• **INPUT**:
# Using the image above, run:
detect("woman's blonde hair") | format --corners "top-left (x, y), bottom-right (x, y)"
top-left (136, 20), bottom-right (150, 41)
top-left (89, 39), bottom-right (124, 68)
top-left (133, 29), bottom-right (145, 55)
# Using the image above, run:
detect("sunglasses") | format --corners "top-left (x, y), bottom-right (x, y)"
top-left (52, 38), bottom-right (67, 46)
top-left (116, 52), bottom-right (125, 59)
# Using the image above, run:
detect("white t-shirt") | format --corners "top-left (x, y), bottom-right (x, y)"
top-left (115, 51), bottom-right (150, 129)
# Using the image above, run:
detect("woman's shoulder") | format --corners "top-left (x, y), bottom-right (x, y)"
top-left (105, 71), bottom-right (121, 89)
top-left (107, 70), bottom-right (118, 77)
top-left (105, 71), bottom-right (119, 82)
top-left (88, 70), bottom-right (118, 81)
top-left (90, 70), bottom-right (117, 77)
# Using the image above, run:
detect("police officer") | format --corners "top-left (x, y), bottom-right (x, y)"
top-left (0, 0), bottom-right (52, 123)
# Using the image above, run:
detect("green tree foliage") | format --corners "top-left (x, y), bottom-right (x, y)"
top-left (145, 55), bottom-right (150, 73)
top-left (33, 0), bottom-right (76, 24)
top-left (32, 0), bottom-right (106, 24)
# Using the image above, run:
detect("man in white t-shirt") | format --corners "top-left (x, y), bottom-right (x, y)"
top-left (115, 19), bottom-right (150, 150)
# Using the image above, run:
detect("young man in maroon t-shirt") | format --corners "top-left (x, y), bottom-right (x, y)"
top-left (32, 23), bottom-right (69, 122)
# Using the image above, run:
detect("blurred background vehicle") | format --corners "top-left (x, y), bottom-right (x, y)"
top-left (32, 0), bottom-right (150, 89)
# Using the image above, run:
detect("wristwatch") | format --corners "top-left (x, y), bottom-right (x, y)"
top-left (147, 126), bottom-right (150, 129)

• **PROBLEM**:
Reproduce each line above without any alteration.

• **WRITTEN ANSWER**:
# Using the image above, run:
detect("woman's blonde hair") | format --corners "top-left (x, y), bottom-right (x, y)"
top-left (136, 20), bottom-right (150, 41)
top-left (89, 39), bottom-right (124, 68)
top-left (133, 29), bottom-right (145, 55)
# Using the image above, run:
detect("sunglasses") | format --corners "top-left (x, y), bottom-right (x, y)"
top-left (52, 38), bottom-right (67, 46)
top-left (116, 52), bottom-right (125, 59)
# Using the image above, run:
detect("white t-shirt") | format --corners "top-left (x, y), bottom-right (x, y)"
top-left (115, 51), bottom-right (150, 129)
# Using the image above, run:
detect("woman's shoulder") | format --corners "top-left (x, y), bottom-right (x, y)"
top-left (105, 71), bottom-right (121, 89)
top-left (107, 70), bottom-right (118, 77)
top-left (105, 71), bottom-right (119, 82)
top-left (88, 70), bottom-right (118, 81)
top-left (90, 70), bottom-right (117, 77)
# Using the image above, run:
detect("police officer") | format --corners "top-left (x, y), bottom-right (x, y)"
top-left (0, 0), bottom-right (52, 123)
# Using the image above, run:
detect("green tree foliage") | format --corners "top-left (x, y), bottom-right (x, y)"
top-left (145, 55), bottom-right (150, 73)
top-left (33, 0), bottom-right (76, 24)
top-left (32, 0), bottom-right (106, 24)
# Using the image above, run:
detect("man in white t-shirt") | format --corners "top-left (x, y), bottom-right (x, y)"
top-left (115, 19), bottom-right (150, 150)
# Using the image above, run:
detect("young man in maroon t-shirt") | format --corners "top-left (x, y), bottom-right (x, y)"
top-left (32, 23), bottom-right (69, 122)
# Using the image above, run:
detect("blurred background vehicle") | format --corners "top-left (x, y), bottom-right (x, y)"
top-left (32, 0), bottom-right (150, 89)
# Using the image above, run:
detect("wristwatch") | format --corners "top-left (x, y), bottom-right (x, y)"
top-left (147, 126), bottom-right (150, 129)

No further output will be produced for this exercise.